Objective: Please transcribe the data that follows without the pictures, keeping every word the same.

Dataset items
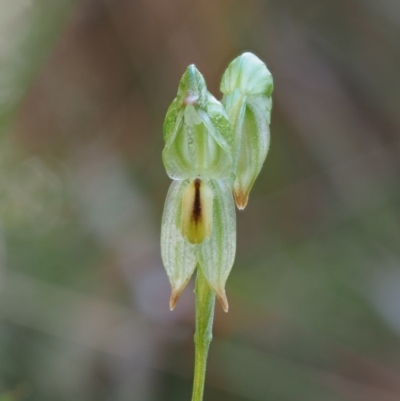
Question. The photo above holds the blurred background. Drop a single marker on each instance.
(314, 292)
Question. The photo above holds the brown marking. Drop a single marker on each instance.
(196, 213)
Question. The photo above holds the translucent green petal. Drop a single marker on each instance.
(248, 74)
(247, 86)
(197, 149)
(197, 132)
(254, 147)
(216, 254)
(177, 253)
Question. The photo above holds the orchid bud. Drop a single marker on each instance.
(197, 132)
(247, 87)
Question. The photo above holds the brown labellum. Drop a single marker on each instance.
(197, 202)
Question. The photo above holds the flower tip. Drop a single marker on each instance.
(223, 300)
(241, 198)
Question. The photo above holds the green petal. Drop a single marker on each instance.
(216, 254)
(248, 74)
(254, 145)
(247, 86)
(197, 149)
(177, 253)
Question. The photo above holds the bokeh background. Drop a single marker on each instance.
(315, 289)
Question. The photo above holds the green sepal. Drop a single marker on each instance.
(248, 74)
(178, 255)
(217, 254)
(198, 138)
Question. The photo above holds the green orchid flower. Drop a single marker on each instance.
(199, 223)
(247, 86)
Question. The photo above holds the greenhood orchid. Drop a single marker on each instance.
(199, 223)
(213, 153)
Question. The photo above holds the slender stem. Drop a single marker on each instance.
(205, 301)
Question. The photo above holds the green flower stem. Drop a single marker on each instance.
(205, 301)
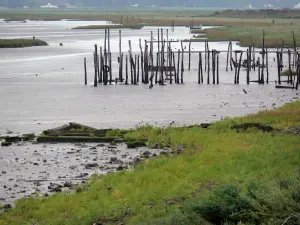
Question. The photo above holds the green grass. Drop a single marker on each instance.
(21, 43)
(287, 72)
(273, 34)
(212, 157)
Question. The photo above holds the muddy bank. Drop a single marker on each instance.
(30, 168)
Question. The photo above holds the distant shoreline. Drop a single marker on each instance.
(21, 43)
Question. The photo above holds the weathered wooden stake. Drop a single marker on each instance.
(190, 55)
(101, 66)
(217, 67)
(178, 63)
(258, 66)
(138, 70)
(120, 58)
(208, 67)
(213, 55)
(95, 67)
(126, 79)
(290, 68)
(239, 69)
(85, 72)
(199, 69)
(267, 65)
(248, 65)
(278, 67)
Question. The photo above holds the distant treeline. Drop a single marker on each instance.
(260, 13)
(143, 3)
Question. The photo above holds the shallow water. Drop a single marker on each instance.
(27, 169)
(42, 87)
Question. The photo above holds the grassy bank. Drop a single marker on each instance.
(274, 34)
(158, 17)
(214, 156)
(21, 43)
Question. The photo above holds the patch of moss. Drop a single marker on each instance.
(136, 144)
(6, 144)
(74, 139)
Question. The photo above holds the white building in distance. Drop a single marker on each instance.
(49, 6)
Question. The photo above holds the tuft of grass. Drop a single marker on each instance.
(212, 157)
(113, 26)
(21, 43)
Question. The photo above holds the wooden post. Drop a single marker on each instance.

Response to this exercise:
Question. The photo above holds the blurred background. Drop a single marker on each instance.
(314, 292)
Question. The photo above holds the brown marking. Drop a single marker on each instance.
(196, 213)
Question. The photo above holds the translucent green petal. Drop a single marker on each instance.
(248, 74)
(247, 86)
(197, 149)
(197, 132)
(254, 147)
(216, 254)
(177, 253)
Question. The photo above holds the orchid bud. Drop a single marker on each instance.
(197, 132)
(247, 87)
Question. The photo above holds the brown labellum. Drop a single marker on each instance.
(197, 202)
Question. The photo above holds the flower tip. Drop a single marker on each instance.
(223, 300)
(241, 198)
Question. The photo above holds the green petal. Drop a single marker on each instance.
(216, 254)
(248, 74)
(254, 145)
(247, 86)
(197, 149)
(177, 253)
Question. The photo above holds the bokeh background. Drop a single marker on each instance.
(315, 289)
Question. The photo above holds the green sepal. Drop a single marker on each instance.
(248, 74)
(178, 255)
(217, 254)
(198, 138)
Question. The photo above holds the green orchid flower. Drop a single marker on each instance.
(199, 223)
(247, 86)
Question. The photo above holds the greenhood orchid. Drop a single marker on each instance.
(199, 223)
(213, 153)
Question. The photo above holds the slender stem. Drop a single marker on each instance.
(205, 301)
Question. The photo above holds the green flower stem. Drop a single marker on each instance.
(205, 301)
Question. The photo above holds the green grass. Drop a single marker on each instance.
(21, 43)
(287, 72)
(273, 34)
(212, 157)
Question. The photo above holds the muddy bank. Drop a single marker on each instance.
(30, 168)
Question. The photo above holds the distant shoreline. Drop a single marker on each instance.
(21, 43)
Question. The photo above holds the weathered wooden stake. Drop a single marker on each instance.
(190, 55)
(101, 66)
(217, 67)
(178, 63)
(258, 66)
(138, 70)
(120, 58)
(208, 67)
(213, 55)
(95, 67)
(126, 79)
(290, 68)
(239, 69)
(85, 72)
(199, 69)
(267, 65)
(248, 65)
(278, 67)
Question. The photo above holds the distant treeline. Drop a single marker on each instance.
(260, 13)
(143, 3)
Question. The photo above holds the shallow water. Drop a single marker on each instance.
(27, 169)
(42, 87)
Question. The photo above holds the grassy bank. Drop a single marker on each instance.
(274, 34)
(158, 17)
(214, 156)
(21, 43)
Question. The photo above holds the patch of moss. Drop a single marker on each instance.
(136, 144)
(6, 144)
(74, 139)
Question. The photo above holds the white building in distance. Drop a single marker on each instance.
(49, 6)
Question. The photo above holds the tuft of grass. Drop a single marker on each instance.
(212, 157)
(113, 26)
(21, 43)
Question. The photo above holds the wooden post. Drop a single marker on each instance.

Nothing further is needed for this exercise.